#### Exercise description
Reproduce every line of the records below verbatim, leaving out the pictures.

Labeled-object pointing entries
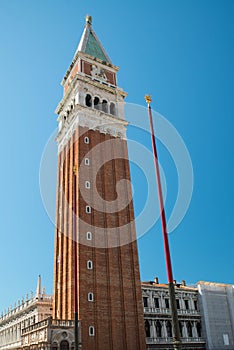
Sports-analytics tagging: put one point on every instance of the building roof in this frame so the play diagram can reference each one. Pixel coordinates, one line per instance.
(90, 44)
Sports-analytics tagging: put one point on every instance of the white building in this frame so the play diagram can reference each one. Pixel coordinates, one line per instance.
(217, 310)
(29, 325)
(157, 315)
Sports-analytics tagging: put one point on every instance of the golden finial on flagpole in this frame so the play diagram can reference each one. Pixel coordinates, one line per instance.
(89, 19)
(148, 99)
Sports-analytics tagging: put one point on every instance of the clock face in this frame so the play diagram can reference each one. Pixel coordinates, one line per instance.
(98, 72)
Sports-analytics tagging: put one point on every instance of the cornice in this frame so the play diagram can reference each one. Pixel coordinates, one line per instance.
(94, 120)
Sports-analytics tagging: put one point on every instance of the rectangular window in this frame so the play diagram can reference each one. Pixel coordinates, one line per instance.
(89, 265)
(90, 297)
(186, 303)
(89, 236)
(226, 339)
(91, 331)
(87, 185)
(88, 209)
(156, 303)
(167, 303)
(145, 301)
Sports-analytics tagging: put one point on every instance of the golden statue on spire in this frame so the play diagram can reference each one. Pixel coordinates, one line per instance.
(89, 19)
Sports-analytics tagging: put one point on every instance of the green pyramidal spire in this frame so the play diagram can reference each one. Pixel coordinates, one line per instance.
(90, 44)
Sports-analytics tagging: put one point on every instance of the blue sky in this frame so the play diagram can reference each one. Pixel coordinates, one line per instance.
(182, 52)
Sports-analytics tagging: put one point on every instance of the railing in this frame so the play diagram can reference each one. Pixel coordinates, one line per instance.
(36, 326)
(170, 340)
(24, 305)
(48, 322)
(61, 323)
(154, 310)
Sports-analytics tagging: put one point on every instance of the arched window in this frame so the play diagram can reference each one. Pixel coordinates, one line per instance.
(88, 100)
(64, 345)
(112, 108)
(181, 328)
(189, 329)
(90, 297)
(88, 209)
(91, 331)
(89, 265)
(86, 140)
(147, 329)
(89, 236)
(158, 329)
(96, 102)
(169, 329)
(87, 185)
(105, 106)
(199, 330)
(54, 346)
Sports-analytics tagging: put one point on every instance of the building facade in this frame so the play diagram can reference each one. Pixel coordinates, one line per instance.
(96, 259)
(157, 316)
(217, 309)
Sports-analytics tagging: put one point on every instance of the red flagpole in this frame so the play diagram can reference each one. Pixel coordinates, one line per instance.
(75, 260)
(175, 322)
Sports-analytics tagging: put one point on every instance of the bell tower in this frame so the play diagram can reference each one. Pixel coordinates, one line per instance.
(94, 208)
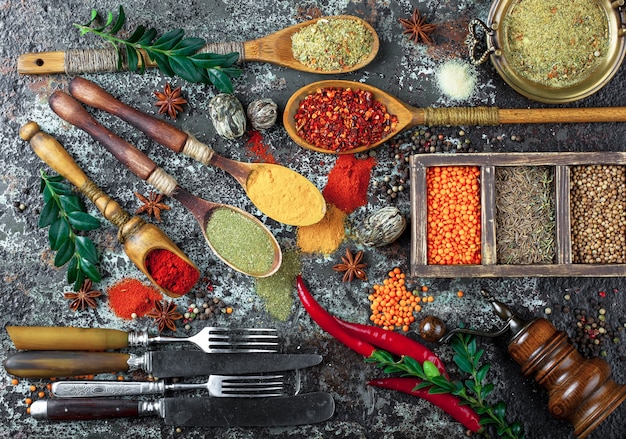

#### Result of this exercise
Sports-analytics tagging: put one point on every instance of the building roof in this frame so the play diagram can reference each one. Pixel coordinates, one line per instance.
(90, 44)
Sports-analytics tagging: put one point on every instance of the white building in this frame so the play diagram can reference each one. Pixel coordinates, one line per instance.
(217, 310)
(29, 325)
(157, 315)
Sports-analytics tagging: put one point on every instance of the golden finial on flagpole in this frame so the play diagram can reference each one. Pixel coordinates, one line per instance.
(89, 19)
(148, 99)
Sports-analytics tagging: put one point on every instance of the clock face in this frame so the play diagram can reference each one. Pixel coordinates, one line per instance.
(98, 72)
Sports-analytics tagging: put one point on every instance of the cornice in this frame so the play diagram can reference each one. Pixel coordinates, one line per instance.
(94, 120)
Sports-analytics tagging: put one point on every instance of the rectangular window in this frame so the play diagram can reference each one. Pixel coordinates, one line per instance.
(89, 265)
(90, 297)
(186, 303)
(89, 236)
(226, 339)
(91, 331)
(87, 185)
(88, 209)
(156, 303)
(167, 303)
(145, 301)
Sports-analytics tagging: put one point on every instance of the golden statue on spire in this frame so the play diagram can reference each one. Pixel coordinates, one line per instance.
(89, 19)
Sports-analytics tagging: put one point on every instance of the green pyramidal spire in this frame so the play diagram can reference each one. Pixel coordinates, one line per instance.
(90, 44)
Sports-analytics tagging: put one point on every instance of the blue sky in this frame so the play diagram can reference each one. Pixel coordinates, one line per instance.
(182, 52)
Sports-analytics tagging: put one point on every instance of the railing in this frame so the play diagram can reference each one. Pixel coordinates, one line per instance.
(36, 326)
(170, 340)
(24, 305)
(48, 322)
(61, 323)
(154, 310)
Sports-analytics tagging: put one point on every instance of the arched window in this frame so the play diagram can reference each one. Pixel coordinates, one line per instance.
(88, 100)
(64, 345)
(112, 108)
(181, 328)
(189, 329)
(90, 297)
(88, 209)
(91, 331)
(89, 265)
(86, 140)
(147, 329)
(89, 236)
(158, 329)
(96, 102)
(169, 329)
(87, 185)
(105, 106)
(199, 330)
(54, 346)
Sports-analytics tagging: put one point on every instance of the building facade in this frame so the play diagram can reference each one. Pixel coordinates, one line per instance.
(96, 259)
(157, 316)
(217, 309)
Sports-analytics tagging: put one point on every instance of the red flagpole in this frame so the play diagram can reference each one. Pixel coordinates, one line per instance.
(75, 260)
(175, 322)
Sports-analytics tagging: put one point on every instance of the bell tower in this frame so the play diagram can reference each one. Pixel coordinates, one line per instance.
(94, 208)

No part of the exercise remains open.